• [Work to do]: Could you copy out the material below word for word, from its first line through the line that contains "left=501, top=110, right=513, bottom=189", with both of those lines included?

• [Input rows]:
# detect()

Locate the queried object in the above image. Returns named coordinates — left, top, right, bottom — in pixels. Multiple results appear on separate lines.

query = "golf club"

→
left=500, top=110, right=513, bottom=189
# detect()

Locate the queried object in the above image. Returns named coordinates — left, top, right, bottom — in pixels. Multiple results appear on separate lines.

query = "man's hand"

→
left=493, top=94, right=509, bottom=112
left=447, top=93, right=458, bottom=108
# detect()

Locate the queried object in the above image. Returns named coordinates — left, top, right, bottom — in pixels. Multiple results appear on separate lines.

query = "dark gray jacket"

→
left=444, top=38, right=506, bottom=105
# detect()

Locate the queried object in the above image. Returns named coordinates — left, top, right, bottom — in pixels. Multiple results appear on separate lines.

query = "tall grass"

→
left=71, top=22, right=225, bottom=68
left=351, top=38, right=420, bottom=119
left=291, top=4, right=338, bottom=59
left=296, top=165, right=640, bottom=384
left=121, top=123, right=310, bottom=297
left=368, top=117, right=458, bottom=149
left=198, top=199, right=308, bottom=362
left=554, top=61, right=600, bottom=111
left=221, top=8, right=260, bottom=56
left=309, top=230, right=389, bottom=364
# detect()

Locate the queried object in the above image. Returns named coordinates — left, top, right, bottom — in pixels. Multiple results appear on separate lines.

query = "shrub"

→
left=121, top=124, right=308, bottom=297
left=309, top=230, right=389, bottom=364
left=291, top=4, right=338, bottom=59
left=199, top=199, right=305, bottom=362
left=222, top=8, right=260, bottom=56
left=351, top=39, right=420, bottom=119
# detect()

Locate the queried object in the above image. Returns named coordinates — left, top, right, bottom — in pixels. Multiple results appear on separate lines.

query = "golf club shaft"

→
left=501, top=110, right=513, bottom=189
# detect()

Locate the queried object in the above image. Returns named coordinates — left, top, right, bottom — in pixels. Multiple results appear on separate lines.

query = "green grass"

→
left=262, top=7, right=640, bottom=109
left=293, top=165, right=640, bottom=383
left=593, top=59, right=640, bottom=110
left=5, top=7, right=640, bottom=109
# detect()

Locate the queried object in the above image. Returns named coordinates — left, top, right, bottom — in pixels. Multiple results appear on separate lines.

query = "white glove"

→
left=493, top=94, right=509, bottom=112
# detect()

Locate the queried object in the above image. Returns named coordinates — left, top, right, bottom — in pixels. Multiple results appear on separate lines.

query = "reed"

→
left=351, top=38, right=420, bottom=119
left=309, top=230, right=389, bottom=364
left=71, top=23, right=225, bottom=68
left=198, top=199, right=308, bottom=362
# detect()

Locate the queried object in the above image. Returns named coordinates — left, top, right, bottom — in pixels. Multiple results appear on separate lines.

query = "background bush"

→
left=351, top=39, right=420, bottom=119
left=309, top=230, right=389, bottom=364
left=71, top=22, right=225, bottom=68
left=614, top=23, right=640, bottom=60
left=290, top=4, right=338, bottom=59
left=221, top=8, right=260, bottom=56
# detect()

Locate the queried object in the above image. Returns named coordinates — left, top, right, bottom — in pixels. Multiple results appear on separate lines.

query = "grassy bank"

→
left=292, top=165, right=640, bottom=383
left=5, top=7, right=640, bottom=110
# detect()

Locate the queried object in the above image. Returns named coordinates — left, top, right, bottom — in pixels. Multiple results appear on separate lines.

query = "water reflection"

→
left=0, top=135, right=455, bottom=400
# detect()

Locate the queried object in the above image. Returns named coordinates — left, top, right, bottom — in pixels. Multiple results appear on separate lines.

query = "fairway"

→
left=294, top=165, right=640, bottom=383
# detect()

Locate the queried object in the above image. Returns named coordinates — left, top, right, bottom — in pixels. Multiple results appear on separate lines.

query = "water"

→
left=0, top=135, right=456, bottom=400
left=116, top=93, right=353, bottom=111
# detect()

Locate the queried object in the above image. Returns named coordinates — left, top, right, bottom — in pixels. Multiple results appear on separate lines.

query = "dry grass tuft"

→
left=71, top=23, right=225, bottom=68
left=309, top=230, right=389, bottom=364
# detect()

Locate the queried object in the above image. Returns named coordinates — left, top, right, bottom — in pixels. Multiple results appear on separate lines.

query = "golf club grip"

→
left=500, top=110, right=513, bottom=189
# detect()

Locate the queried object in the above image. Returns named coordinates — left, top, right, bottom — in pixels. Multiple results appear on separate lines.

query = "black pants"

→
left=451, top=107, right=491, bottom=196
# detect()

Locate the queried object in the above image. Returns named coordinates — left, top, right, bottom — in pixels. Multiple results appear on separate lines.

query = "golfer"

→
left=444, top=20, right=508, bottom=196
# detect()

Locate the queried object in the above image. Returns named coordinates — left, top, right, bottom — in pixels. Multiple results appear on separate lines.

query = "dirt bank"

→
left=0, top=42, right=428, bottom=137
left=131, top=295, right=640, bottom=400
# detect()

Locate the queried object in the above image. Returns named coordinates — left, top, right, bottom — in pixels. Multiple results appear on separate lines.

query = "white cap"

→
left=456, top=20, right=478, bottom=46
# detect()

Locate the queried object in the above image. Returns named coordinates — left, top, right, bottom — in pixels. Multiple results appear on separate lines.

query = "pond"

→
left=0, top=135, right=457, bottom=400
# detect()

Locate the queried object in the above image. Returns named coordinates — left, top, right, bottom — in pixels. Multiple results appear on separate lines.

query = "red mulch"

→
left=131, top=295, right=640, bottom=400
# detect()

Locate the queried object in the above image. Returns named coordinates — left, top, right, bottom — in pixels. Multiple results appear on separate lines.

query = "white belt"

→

• [The answer]:
# detect()

Locate the queried object in the above image. Returns named coordinates — left, top, right, bottom — in pixels. Multiple results appear on separate lines.

query = "golf club"

→
left=500, top=110, right=513, bottom=189
# detect()

Locate the queried object in the above image. Returns named coordinates — left, top, right, bottom — in pixels. Multiple results appear on separate lines.

query = "man's hand"

→
left=493, top=94, right=509, bottom=112
left=447, top=93, right=458, bottom=108
# detect()

Locate the queried object in the above image. Returns named coordinates — left, top, right, bottom — in pixels. Multiple results appear on separate lines.

query = "dark gray jacket"

→
left=444, top=38, right=506, bottom=105
# detect()

Locate the queried object in the above image. Returns named coordinates — left, top, right, bottom — in pixels. Multiple results appear on separate lines.

query = "tall grass"

→
left=71, top=22, right=225, bottom=68
left=351, top=38, right=420, bottom=119
left=291, top=4, right=338, bottom=59
left=296, top=165, right=640, bottom=384
left=121, top=123, right=310, bottom=297
left=368, top=117, right=458, bottom=149
left=198, top=199, right=308, bottom=362
left=554, top=61, right=600, bottom=111
left=221, top=8, right=260, bottom=56
left=309, top=230, right=389, bottom=364
# detect()

Locate the queried object in the above image. Returns named coordinates — left, top, right, bottom — in pixels. Multiple results appear on separate lines.

query = "shrub"

→
left=121, top=124, right=308, bottom=297
left=309, top=230, right=389, bottom=364
left=291, top=4, right=338, bottom=59
left=199, top=199, right=305, bottom=362
left=222, top=8, right=260, bottom=56
left=351, top=39, right=420, bottom=119
# detect()

Locate the queried object in the above image. Returns named coordinates — left, top, right, bottom — in pixels. Multiple results appear on separate lines.

query = "golf club shaft"

→
left=501, top=110, right=513, bottom=189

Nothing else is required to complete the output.